[TEXT SHOWN Boundary: Start]

Smoking: Will Education Overpower Addiction?

by Rick Blizzard, D.B.A.
Health and Healthcare Editor

Virtually all American adults know that cigarettes pose a health risk: According to combined Gallup data from 2002 to 2004*, 82% of Americans feel smoking is "very harmful" to adults who smoke, while another 15% say it is "somewhat harmful."

Those percentages are evidence that decades of private and public education and awareness efforts have had some effect. Nevertheless, the Centers for Disease Control and Prevention report that tobacco use remains the leading preventable cause of death in the United States, accounting for about 440,000 deaths each year. Aggregated Gallup data on smoking indicate that 24% of American adults have smoked in the past week, a figure that has held fairly steady for the last decade.

The majority of smokers are obviously well aware that the habit is harmful to them -- but perceptions of how harmful it is to tend to vary between smokers and nonsmokers. Eighty-eight percent of those who haven't smoked in the past week feel smoking is "very harmful," compared with just 62% of those who have.

Who's Hooked?

Still, the fact that three in five smokers say they realize smoking is very harmful speaks to the power of nicotine addiction. Who's most likely to be hooked? There isn't much difference strictly by gender, but age certainly plays a factor. Men are as likely as women to say they've smoked in the past week (26% vs. 23%), and Americans under age 50 are more likely than those over 50 to have done so (27% vs. 19%). The data suggest that older men who smoke are more likely to smoke a pack or more daily than those in other age and gender groups.

[TEXT SHOWN Boundary: End]
[DATA EXCERPTS Boundary: Start]

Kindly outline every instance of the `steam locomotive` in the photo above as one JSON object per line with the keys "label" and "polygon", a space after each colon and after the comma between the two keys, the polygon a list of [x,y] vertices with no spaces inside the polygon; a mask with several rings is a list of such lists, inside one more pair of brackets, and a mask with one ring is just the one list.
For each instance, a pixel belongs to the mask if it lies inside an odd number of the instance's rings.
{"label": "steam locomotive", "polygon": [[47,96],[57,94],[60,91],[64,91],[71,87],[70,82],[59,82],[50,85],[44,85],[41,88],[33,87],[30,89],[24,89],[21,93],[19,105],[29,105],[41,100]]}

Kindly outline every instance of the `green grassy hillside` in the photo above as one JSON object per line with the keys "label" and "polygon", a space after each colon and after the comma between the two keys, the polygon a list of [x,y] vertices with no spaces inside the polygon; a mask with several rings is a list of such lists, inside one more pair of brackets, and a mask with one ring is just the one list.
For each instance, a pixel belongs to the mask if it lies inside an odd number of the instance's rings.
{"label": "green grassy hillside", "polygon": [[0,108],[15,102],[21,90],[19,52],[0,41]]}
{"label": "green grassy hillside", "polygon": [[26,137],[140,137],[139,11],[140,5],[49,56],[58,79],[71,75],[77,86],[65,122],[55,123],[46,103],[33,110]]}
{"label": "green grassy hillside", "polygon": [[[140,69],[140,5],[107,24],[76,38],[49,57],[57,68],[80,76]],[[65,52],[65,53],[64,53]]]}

[DATA EXCERPTS Boundary: End]

#### [ASSIGNED TASK 1]
From the smoking article, set down the passage that opens with the words containing "Those percentages are" and closes with "the last decade.", with no changes.
#### [ASSIGNED TASK 2]
Pick up the article on smoking and addiction after its final sentence and extend it.
The material has nothing to do with the smoking article.

#### [WRITTEN ANSWER 1]
Those percentages are evidence that decades of private and public education and awareness efforts have had some effect. Nevertheless, the Centers for Disease Control and Prevention report that tobacco use remains the leading preventable cause of death in the United States, accounting for about 440,000 deaths each year. Aggregated Gallup data on smoking indicate that 24% of American adults have smoked in the past week, a figure that has held fairly steady for the last decade.

#### [WRITTEN ANSWER 2]
Bottom Line

Smoking costs more than $75 billion per year in medical expenses and $80 billion per year in lost productivity. CDC's Healthy People objective is geared toward reducing adult cigarette smoking from a 1998 baseline of 24% to a 2010 target of 12%. They have a long way to go to reach that objective, thought almost all Americans have gotten the message that smoking is dangerous. The implication is that, moving forward, getting more people to quit may require reallocating some of the resources spent on awareness of the risks to developing effective strategies for helping smokers -- especially older males -- overcome what in many cases has proven an insurmountable addiction.

*Results are based on telephone interviews with 3,016 national adults, aged 18 and older, conducted in July 2002, July 2003, and July 2004. For results based on this sample of national adults, the maximum margin of sampling error is ±2 percentage points.

For results based on the sample of 960 men and 1,050 women, the maximum margin of sampling error is ±3 percentage points.

For results based on the sample of 555 men, aged 18 to 49 and 566 women, aged 18 to 49, the maximum margin of sampling error is ±4 percentage points.

For results based on the sample of 809 adults with a high school education or less, the maximum margin of sampling error is ±4 percentage points. For results based on the sample of 1,341 adults with at least some college education, the maximum margin of sampling error is ±3 percentage points.

For results based on the sample of 656 smokers, the maximum margin of sampling error is ±4 percentage points.

For results based on the sample of 333 men who smoke and 323 women who smoke, the maximum margin of sampling error is ±6 percentage points.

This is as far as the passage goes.